__EXERCISE BRIEF__
Report each line of the rows below that contains the word "positive", copying every such line in full.
___
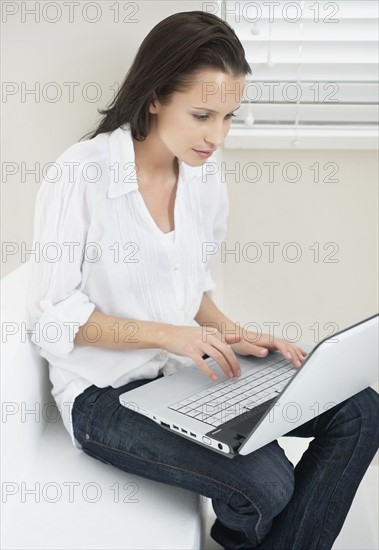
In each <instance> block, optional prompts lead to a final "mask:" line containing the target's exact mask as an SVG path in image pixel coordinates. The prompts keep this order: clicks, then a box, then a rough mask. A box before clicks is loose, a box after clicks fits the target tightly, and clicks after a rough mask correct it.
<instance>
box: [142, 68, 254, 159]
mask: <svg viewBox="0 0 379 550" xmlns="http://www.w3.org/2000/svg"><path fill="white" fill-rule="evenodd" d="M244 86H245V75H242V76H239V77H238V78H236V77H233V76H231V75H229V74H225V73H222V72H219V71H215V70H203V71H201V72H200V73H198V75H197V77H196V79H195V81H194V83H193V85H192V86H191V87H190V88H188V89H187V90H186V92H175V94H174V95H173V97H172V99H171V102H170V104H169V105H167V106H164V105H162V104H161V103H160V102H159V101H158V100H156V99H155V100H154V101H153V102H152V103H151V104H150V108H149V111H150V113H152V114H155V115H156V117H153V119H154V118H155V120H152V124H153V125H152V128H154V129H153V132H154V134H155V135H156V137H158V139H159V140H160V141H161V144H162V145H164V146H165V147H166V148H167V149H168V151H170V152H171V153H172V154H173V155H174V156H176V157H178V159H180V160H183V161H184V162H185V163H186V164H188V165H190V166H201V165H202V164H203V163H204V162H205V161H206V160H207V159H208V158H210V156H211V154H212V152H214V151H215V150H216V149H217V148H218V147H219V146H220V145H221V144H222V143H223V141H224V139H225V137H226V135H227V133H228V132H229V128H230V125H231V121H232V118H233V116H232V114H233V111H235V110H237V109H238V108H239V107H240V104H241V100H242V95H243V88H244ZM197 151H203V152H206V153H208V154H206V153H205V154H200V153H199V152H197Z"/></svg>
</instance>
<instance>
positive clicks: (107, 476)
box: [1, 262, 203, 550]
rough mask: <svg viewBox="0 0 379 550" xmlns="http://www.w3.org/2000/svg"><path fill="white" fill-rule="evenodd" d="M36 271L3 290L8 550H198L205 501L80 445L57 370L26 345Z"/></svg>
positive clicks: (1, 534) (5, 430)
mask: <svg viewBox="0 0 379 550" xmlns="http://www.w3.org/2000/svg"><path fill="white" fill-rule="evenodd" d="M29 265H30V264H29V263H28V262H27V263H25V264H23V265H22V266H20V267H19V268H18V269H16V270H15V271H14V272H12V273H11V274H10V275H8V276H6V277H4V278H3V279H2V281H1V296H2V328H3V340H2V341H3V351H2V362H1V398H2V426H1V428H2V430H1V435H2V445H1V448H2V533H1V539H2V540H1V548H3V549H4V550H8V549H9V550H10V549H18V550H19V549H21V548H22V549H23V550H29V549H35V550H42V549H49V550H54V549H62V550H63V549H64V550H68V549H73V550H79V549H86V550H87V549H89V548H90V549H91V550H92V549H109V548H112V549H117V548H120V549H121V548H122V549H130V550H135V549H137V548H141V549H144V550H146V549H147V548H149V549H153V548H154V549H158V548H159V549H165V550H167V549H175V550H178V548H180V549H181V550H182V549H183V550H184V549H196V550H198V549H199V548H201V547H202V544H203V543H202V540H203V505H202V499H201V498H200V497H199V496H198V495H196V494H195V493H192V492H190V491H186V490H185V489H179V488H177V487H172V486H168V485H164V484H163V483H158V482H155V481H151V480H147V479H143V478H141V477H138V476H134V475H130V474H127V473H125V472H122V471H120V470H118V469H117V468H114V467H112V466H109V465H106V464H103V463H102V462H100V461H97V460H94V459H93V458H90V457H89V456H86V455H85V454H84V453H83V452H81V451H80V450H78V449H76V448H75V447H74V446H73V445H72V443H71V439H70V437H69V435H68V434H67V432H66V431H65V429H64V427H63V424H62V421H61V419H60V417H59V414H58V410H57V408H56V406H55V402H54V399H53V397H52V395H51V393H50V388H51V384H50V381H49V379H48V366H47V362H46V361H45V360H44V359H43V358H41V356H40V355H39V354H38V353H37V351H36V349H35V347H34V345H33V344H32V343H31V342H30V340H29V337H26V336H25V329H26V325H25V297H26V289H27V281H28V269H29ZM22 323H24V325H22ZM22 331H23V332H24V334H23V332H22ZM11 332H13V333H14V334H13V335H12V334H9V333H11ZM7 334H8V336H7ZM5 342H6V343H5ZM4 343H5V345H4Z"/></svg>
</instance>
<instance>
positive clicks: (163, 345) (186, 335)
mask: <svg viewBox="0 0 379 550" xmlns="http://www.w3.org/2000/svg"><path fill="white" fill-rule="evenodd" d="M241 339H242V336H241V335H237V334H235V335H229V334H226V335H223V334H221V332H219V331H218V330H216V329H214V330H212V334H209V329H208V330H207V329H206V328H203V327H189V326H177V325H168V326H167V327H166V328H165V330H164V335H163V336H162V338H161V340H162V348H163V349H165V350H167V351H169V352H171V353H174V354H175V355H185V356H188V357H190V358H191V359H192V360H193V361H194V363H196V365H197V366H198V367H199V368H200V369H201V370H202V371H203V373H204V374H205V375H206V376H208V377H209V378H211V379H212V380H217V379H218V376H217V375H216V374H215V372H214V371H213V370H212V369H211V368H209V366H208V364H207V362H206V361H205V360H204V359H203V355H204V354H205V353H206V354H207V355H209V357H212V359H214V360H215V361H216V363H217V364H218V365H219V366H220V367H221V369H222V370H223V371H224V373H225V375H226V376H229V377H233V376H239V375H240V374H241V370H240V365H239V363H238V361H237V358H236V356H235V355H234V352H233V351H232V349H231V347H230V345H229V344H235V343H237V342H240V341H241ZM253 348H258V346H253Z"/></svg>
___
__SOLUTION__
positive clicks: (107, 476)
positive clicks: (1, 534) (5, 430)
positive clicks: (163, 345) (186, 335)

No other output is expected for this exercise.